Requirement: Copy exactly the lines from the one containing "Could you point at the white countertop" through the last line of the records, both included, and nothing more.

(Entries from a point annotation set)
--- BEGIN ---
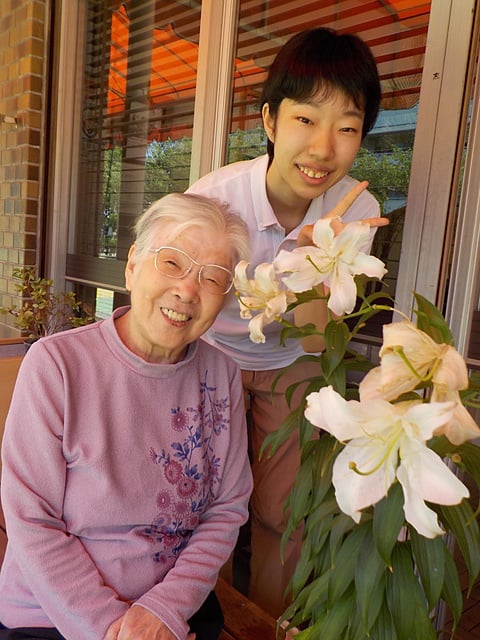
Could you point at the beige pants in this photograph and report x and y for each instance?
(273, 479)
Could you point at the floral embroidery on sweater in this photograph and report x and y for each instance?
(191, 469)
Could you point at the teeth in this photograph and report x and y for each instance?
(311, 173)
(174, 315)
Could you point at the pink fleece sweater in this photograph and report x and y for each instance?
(122, 481)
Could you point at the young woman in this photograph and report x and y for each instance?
(320, 99)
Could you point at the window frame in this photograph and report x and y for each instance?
(435, 156)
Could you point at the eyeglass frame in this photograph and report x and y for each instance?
(193, 262)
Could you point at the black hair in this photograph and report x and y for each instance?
(322, 59)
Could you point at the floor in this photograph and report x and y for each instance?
(469, 627)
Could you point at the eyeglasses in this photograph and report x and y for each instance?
(175, 263)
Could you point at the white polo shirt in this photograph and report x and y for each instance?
(243, 186)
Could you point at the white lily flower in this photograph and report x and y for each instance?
(334, 261)
(387, 442)
(461, 427)
(262, 294)
(409, 355)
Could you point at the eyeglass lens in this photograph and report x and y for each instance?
(174, 263)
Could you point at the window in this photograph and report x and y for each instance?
(135, 96)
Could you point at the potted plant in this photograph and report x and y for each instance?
(43, 311)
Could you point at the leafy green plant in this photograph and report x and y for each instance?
(43, 311)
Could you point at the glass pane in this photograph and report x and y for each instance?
(138, 90)
(396, 31)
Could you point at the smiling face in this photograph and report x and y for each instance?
(315, 144)
(168, 314)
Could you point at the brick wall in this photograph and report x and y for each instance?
(23, 75)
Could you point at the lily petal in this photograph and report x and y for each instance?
(354, 491)
(343, 291)
(424, 476)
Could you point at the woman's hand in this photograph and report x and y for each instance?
(305, 236)
(140, 624)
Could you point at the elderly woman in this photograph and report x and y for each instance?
(125, 469)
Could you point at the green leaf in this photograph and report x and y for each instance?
(336, 337)
(429, 557)
(461, 521)
(388, 518)
(404, 594)
(337, 617)
(286, 429)
(344, 562)
(369, 582)
(452, 591)
(384, 626)
(423, 629)
(431, 321)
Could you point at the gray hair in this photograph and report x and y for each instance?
(180, 211)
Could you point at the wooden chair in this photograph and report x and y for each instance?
(244, 620)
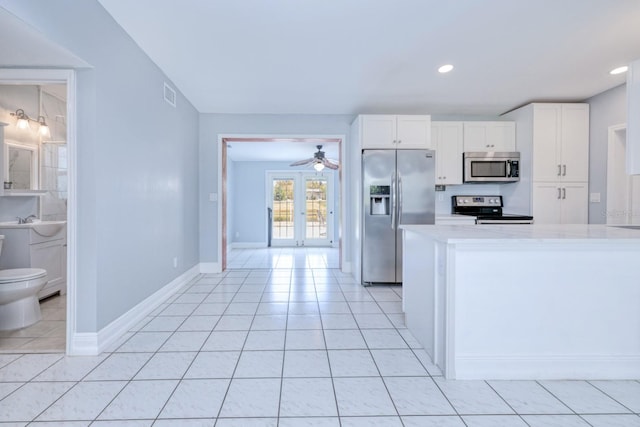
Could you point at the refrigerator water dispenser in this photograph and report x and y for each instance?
(379, 195)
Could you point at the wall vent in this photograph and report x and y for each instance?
(169, 94)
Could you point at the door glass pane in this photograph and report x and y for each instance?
(283, 191)
(316, 208)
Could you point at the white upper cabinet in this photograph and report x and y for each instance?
(489, 136)
(396, 132)
(561, 142)
(446, 138)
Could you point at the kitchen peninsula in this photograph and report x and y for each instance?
(525, 301)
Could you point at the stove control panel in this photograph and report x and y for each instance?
(477, 201)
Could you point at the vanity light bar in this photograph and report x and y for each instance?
(22, 122)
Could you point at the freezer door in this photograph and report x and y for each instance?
(379, 200)
(416, 193)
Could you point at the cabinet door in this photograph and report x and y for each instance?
(575, 142)
(501, 136)
(379, 131)
(546, 203)
(447, 140)
(489, 136)
(546, 143)
(475, 137)
(413, 132)
(575, 204)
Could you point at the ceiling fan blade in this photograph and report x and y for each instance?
(302, 162)
(329, 165)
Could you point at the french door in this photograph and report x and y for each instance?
(302, 208)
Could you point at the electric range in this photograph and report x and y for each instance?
(486, 209)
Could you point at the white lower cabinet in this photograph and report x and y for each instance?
(560, 203)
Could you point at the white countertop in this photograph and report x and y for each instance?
(524, 232)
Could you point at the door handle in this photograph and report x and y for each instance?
(393, 202)
(399, 199)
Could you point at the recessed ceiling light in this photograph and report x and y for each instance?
(619, 70)
(445, 68)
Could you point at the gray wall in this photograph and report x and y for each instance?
(137, 163)
(606, 109)
(212, 125)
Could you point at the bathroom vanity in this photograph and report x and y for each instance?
(37, 245)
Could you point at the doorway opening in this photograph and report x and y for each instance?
(623, 191)
(317, 212)
(52, 195)
(301, 208)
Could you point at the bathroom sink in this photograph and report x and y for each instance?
(48, 228)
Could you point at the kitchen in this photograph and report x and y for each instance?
(110, 128)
--- END ---
The result:
Could you point at the white countertop in this photograph and report x and y for each instance?
(524, 232)
Could you point at the door handle in this photograph and report x and y for each instance?
(393, 202)
(399, 199)
Could you point at the recessed ceiling light in this photograph and report x and y for each instance?
(619, 70)
(445, 68)
Could you point at the gray wall in this photograph and report x and y for each instance?
(137, 163)
(606, 109)
(212, 125)
Could you point at the bathroom vanity in this photograph and report x and y for each instance?
(37, 245)
Could you point at the doorway opening in this photograph and report x and y for each instance?
(623, 191)
(317, 212)
(52, 195)
(301, 208)
Could you point at the bathroom sink in this photograph and report x and y for each instance?
(48, 228)
Could you point at the kitchen in this photograph and report x and y for each instance?
(110, 128)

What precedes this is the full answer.